| 任务说明 A |
从下面的条目里提取所有含有字符串“metal”的行，大小写要完全一致。

| 文档正文 |

如何在考虑到所有可能存在的重定向的情况下,获取返回内容的最新URL?

我查看了HttpGet#getAllHeaders()HttpResponse#getAllHeaders(),但没找到任何有用的信息。

编辑:HttpGet#getURI()返回原始调用地址。

8个回答

63

那将是当前的URL,您可以通过调用

  HttpGet#getURI();

编辑:您没有提到您如何执行重定向。这对我们有效,因为我们自己处理302。

听起来您正在使用DefaultRedirectHandler。我们也曾尝试过这种方法。获取当前URL有点棘手。您需要使用自己的上下文。以下是相关的代码片段,

        HttpGet httpget = new HttpGet(url);
        HttpContext context = new BasicHttpContext(); 
        HttpResponse response = httpClient.execute(httpget, context); 
        if (response.getStatusLine().getStatusCode() != HttpStatus.SC_OK)

| 任务说明 B |
把文档正文中从“HttpGet httpget = new”开始、一直到“(response.getStatusLine().getStatusCode() != HttpStatus.SC_OK)”为止的这一段原样输出，一个字都不要改。

| 已存条目 |
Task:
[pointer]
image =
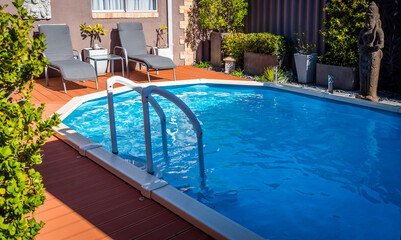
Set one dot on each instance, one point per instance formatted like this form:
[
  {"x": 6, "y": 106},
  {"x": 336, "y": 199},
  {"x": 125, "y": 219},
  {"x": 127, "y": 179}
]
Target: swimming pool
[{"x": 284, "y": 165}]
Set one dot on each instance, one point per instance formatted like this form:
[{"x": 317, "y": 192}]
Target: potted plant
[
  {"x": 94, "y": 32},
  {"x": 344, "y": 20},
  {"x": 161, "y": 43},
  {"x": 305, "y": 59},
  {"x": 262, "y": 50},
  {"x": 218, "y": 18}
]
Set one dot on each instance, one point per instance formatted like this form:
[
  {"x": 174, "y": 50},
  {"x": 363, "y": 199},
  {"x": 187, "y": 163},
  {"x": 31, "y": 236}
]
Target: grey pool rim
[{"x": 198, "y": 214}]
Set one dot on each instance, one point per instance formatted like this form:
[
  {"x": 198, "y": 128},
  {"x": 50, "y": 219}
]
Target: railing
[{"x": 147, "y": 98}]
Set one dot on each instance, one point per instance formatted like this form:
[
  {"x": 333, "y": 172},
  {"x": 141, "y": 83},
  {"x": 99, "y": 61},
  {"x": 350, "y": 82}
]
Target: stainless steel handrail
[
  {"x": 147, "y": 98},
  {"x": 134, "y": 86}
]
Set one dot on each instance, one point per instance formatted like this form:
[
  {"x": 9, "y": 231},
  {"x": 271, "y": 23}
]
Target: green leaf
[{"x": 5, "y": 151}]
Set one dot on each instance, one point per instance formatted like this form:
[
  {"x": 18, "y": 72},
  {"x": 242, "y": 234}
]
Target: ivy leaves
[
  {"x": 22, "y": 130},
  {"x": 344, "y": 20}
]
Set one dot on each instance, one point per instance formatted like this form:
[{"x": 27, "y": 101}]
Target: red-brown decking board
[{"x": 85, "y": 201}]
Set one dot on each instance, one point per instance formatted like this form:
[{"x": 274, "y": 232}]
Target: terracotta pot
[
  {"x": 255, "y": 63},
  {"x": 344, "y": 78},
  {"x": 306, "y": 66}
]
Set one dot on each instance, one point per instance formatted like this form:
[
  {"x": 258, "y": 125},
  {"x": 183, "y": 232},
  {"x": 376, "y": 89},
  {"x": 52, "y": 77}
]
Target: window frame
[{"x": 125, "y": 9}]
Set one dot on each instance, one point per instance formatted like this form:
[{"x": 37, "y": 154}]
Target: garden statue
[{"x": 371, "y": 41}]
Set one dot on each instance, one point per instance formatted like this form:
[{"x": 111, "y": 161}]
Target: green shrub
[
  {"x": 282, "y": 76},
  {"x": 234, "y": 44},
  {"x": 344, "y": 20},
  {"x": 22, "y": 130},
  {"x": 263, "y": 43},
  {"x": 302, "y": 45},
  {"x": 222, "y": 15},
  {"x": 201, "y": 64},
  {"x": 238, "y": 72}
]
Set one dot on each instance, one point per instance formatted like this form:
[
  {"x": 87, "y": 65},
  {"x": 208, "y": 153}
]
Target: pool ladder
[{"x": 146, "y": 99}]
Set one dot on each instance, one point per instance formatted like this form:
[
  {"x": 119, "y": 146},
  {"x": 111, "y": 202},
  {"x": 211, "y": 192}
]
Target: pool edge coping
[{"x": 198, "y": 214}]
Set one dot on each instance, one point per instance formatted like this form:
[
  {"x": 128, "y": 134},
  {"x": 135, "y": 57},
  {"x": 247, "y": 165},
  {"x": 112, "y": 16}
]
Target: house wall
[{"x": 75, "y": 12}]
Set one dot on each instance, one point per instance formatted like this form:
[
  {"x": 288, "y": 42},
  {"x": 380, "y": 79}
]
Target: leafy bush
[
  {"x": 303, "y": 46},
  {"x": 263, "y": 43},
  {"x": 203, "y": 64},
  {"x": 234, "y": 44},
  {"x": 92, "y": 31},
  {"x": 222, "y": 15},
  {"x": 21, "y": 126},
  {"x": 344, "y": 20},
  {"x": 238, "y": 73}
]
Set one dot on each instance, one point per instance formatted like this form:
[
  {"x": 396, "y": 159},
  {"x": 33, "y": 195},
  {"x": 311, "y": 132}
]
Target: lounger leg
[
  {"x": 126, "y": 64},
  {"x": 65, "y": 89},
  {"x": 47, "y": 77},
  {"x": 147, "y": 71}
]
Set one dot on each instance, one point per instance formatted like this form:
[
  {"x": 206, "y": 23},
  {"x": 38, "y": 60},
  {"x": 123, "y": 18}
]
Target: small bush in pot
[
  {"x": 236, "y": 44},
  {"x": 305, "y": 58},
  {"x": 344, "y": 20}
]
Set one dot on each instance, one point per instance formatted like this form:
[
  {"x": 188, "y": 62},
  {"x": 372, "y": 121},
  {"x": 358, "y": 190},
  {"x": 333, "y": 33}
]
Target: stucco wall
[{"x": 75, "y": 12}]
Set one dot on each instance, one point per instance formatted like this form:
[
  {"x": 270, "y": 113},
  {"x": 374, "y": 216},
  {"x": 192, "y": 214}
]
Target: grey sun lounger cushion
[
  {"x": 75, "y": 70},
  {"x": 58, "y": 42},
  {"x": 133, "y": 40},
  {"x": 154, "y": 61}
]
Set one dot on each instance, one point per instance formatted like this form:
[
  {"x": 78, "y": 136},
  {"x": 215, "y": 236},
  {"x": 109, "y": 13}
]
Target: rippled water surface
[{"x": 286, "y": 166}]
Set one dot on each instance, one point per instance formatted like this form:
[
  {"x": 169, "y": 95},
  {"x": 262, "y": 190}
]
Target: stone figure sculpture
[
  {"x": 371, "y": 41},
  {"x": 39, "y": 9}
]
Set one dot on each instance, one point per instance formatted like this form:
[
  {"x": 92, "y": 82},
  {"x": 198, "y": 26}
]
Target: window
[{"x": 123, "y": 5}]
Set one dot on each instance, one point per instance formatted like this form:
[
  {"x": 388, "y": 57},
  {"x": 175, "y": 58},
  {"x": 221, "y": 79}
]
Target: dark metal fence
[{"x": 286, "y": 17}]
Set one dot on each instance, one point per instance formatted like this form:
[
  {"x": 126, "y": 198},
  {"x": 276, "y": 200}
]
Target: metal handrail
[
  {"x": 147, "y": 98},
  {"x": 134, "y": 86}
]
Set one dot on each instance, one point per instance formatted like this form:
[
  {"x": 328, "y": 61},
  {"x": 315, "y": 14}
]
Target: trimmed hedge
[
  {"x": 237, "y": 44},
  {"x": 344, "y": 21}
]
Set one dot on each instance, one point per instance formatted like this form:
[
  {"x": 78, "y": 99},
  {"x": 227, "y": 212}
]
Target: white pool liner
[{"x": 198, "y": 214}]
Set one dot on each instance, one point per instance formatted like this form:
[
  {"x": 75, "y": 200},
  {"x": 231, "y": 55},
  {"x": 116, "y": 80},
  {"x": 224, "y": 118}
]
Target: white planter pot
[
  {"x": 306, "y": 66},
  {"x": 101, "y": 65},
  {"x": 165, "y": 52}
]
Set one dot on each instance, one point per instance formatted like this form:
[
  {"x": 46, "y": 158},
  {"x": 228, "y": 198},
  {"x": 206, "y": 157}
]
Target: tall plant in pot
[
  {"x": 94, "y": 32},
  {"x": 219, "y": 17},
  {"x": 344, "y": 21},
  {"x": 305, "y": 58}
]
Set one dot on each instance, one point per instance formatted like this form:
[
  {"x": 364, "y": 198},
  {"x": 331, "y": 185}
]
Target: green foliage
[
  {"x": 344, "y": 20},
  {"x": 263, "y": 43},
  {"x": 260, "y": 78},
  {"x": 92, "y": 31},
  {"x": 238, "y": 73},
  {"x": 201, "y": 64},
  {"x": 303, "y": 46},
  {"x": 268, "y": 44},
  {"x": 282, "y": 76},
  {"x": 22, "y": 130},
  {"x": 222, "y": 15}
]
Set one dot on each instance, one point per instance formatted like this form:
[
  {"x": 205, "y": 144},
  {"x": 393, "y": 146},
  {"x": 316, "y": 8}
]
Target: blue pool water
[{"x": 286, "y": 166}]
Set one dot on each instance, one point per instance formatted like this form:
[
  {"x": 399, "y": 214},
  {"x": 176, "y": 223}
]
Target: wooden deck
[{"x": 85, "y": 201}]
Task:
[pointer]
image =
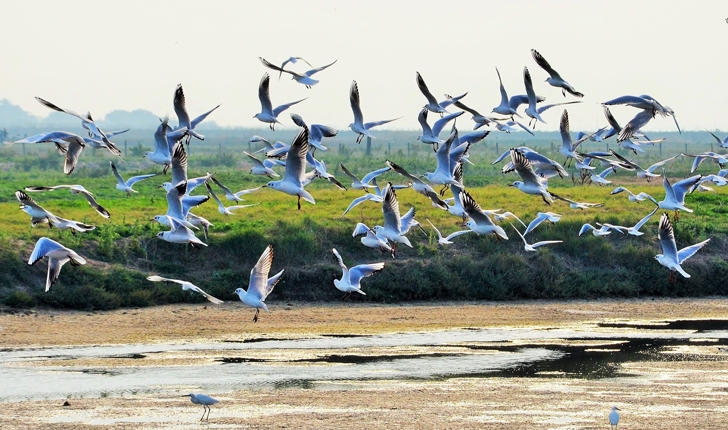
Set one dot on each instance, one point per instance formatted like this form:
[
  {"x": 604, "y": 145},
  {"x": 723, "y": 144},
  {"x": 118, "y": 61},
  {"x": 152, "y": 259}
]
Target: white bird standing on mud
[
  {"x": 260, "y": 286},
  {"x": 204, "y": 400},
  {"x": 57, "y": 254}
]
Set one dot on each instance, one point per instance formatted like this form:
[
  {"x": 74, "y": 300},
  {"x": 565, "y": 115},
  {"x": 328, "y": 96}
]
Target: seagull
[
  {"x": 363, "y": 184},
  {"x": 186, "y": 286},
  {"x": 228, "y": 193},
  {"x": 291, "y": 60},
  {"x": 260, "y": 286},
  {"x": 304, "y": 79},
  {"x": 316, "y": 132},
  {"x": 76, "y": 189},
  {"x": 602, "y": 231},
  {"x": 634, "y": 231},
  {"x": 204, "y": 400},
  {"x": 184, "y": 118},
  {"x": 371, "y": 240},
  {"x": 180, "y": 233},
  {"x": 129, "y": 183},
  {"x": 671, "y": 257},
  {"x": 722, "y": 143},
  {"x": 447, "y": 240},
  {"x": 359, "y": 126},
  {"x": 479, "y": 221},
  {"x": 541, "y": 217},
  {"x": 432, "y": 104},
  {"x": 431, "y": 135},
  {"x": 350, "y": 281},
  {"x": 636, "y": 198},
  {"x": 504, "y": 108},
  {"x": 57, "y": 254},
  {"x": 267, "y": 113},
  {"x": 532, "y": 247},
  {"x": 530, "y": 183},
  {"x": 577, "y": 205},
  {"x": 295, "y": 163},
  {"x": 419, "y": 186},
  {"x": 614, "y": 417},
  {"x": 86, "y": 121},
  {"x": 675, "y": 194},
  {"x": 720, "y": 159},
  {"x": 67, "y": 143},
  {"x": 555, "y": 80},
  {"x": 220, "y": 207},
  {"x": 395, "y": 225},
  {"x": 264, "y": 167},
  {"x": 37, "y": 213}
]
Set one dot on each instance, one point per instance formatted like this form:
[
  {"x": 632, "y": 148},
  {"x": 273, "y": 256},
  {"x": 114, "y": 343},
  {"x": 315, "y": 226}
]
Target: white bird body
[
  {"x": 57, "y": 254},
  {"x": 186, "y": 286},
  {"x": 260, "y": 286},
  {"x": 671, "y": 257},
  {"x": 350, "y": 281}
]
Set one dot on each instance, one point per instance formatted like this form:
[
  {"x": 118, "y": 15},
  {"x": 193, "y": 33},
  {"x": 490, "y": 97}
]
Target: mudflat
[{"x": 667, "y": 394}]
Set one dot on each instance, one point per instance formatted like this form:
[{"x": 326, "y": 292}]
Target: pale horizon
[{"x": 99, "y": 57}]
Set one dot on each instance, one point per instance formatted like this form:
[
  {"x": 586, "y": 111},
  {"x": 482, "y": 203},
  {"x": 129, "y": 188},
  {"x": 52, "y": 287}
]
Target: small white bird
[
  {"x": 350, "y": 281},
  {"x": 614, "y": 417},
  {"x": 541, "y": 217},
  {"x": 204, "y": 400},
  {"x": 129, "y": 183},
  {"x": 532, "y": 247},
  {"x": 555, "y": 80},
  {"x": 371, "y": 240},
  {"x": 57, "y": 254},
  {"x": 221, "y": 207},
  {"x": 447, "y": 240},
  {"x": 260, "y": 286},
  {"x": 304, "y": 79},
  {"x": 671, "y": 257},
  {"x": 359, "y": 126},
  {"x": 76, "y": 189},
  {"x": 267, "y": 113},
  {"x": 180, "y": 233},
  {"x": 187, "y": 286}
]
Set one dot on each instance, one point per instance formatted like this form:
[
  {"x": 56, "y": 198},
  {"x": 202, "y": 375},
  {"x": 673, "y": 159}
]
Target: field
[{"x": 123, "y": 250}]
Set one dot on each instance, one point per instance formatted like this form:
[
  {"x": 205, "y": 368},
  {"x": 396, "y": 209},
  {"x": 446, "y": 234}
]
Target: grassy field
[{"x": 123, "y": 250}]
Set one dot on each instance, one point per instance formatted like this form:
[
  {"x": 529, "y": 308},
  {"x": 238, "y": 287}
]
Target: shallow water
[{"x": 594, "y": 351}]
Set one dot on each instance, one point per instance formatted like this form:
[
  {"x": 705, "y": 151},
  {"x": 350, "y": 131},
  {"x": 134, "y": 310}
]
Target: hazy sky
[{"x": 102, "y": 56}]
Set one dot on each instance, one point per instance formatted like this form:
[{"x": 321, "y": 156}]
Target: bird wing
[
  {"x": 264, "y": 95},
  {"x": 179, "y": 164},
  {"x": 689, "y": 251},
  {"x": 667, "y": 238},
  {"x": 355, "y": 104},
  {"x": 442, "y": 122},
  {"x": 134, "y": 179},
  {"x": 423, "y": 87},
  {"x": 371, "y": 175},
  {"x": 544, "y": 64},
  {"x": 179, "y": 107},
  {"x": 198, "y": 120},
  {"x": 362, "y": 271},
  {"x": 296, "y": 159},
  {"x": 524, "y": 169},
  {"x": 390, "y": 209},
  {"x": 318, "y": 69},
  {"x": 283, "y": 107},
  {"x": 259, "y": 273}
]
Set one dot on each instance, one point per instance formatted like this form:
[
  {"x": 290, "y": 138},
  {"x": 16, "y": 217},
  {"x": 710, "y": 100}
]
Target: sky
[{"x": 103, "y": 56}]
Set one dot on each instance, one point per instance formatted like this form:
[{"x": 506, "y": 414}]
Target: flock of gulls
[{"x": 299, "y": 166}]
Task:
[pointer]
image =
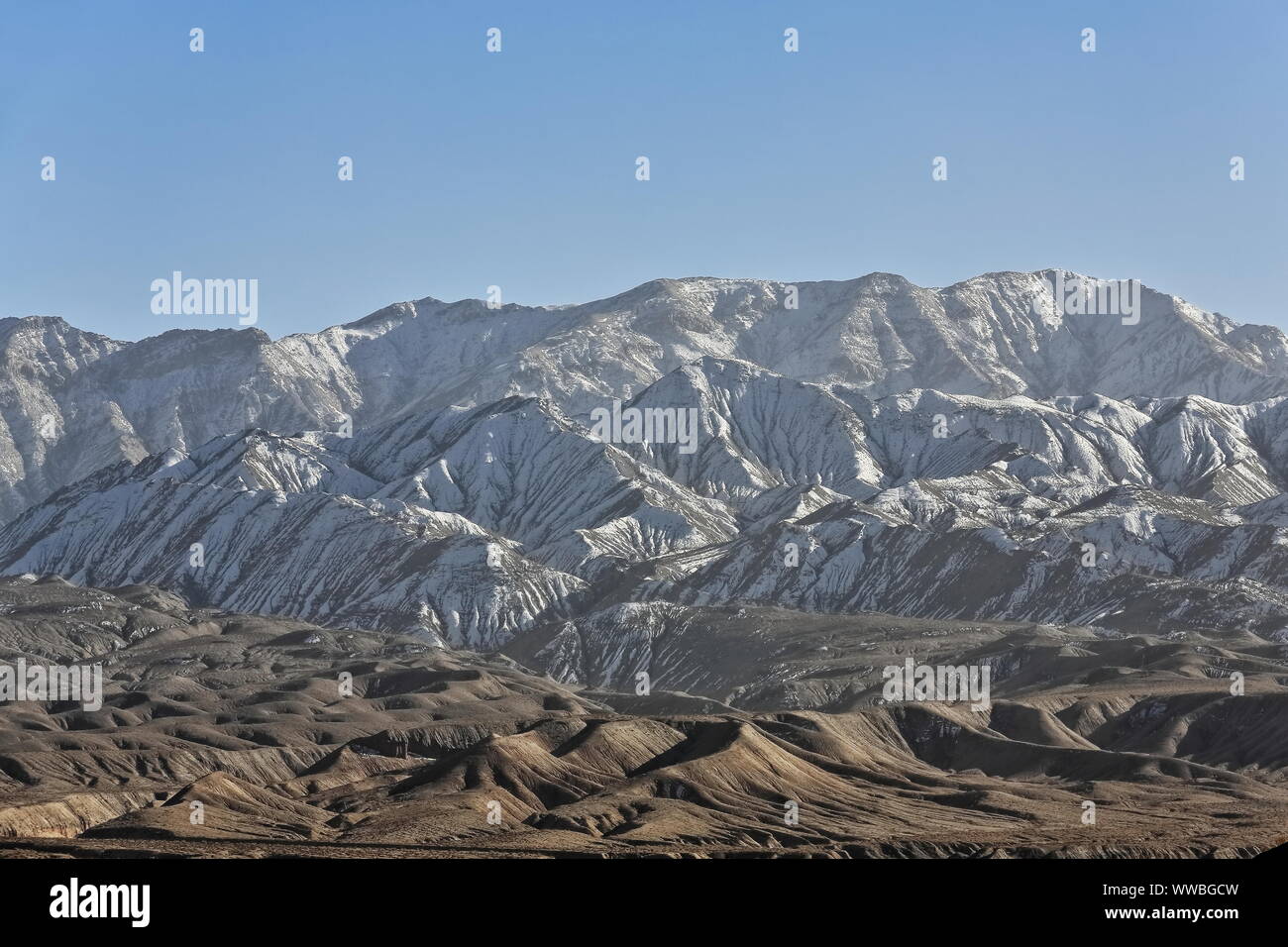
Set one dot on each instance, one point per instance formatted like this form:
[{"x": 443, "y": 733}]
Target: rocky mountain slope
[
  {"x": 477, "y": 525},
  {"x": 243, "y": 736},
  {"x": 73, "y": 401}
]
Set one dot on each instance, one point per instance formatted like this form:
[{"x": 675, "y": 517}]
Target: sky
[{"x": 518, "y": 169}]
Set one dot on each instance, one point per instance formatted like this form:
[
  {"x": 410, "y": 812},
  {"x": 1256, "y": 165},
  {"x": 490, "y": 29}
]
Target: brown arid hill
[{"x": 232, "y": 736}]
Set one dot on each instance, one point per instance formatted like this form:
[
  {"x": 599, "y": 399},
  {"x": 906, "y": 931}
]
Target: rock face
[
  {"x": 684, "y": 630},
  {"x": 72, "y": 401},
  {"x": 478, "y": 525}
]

| 参考答案 A |
Target: dark metal fence
Target: metal handrail

| 参考答案 B |
HttpGet httpget = new HttpGet(url);
        HttpContext context = new BasicHttpContext(); 
        HttpResponse response = httpClient.execute(httpget, context); 
        if (response.getStatusLine().getStatusCode() != HttpStatus.SC_OK)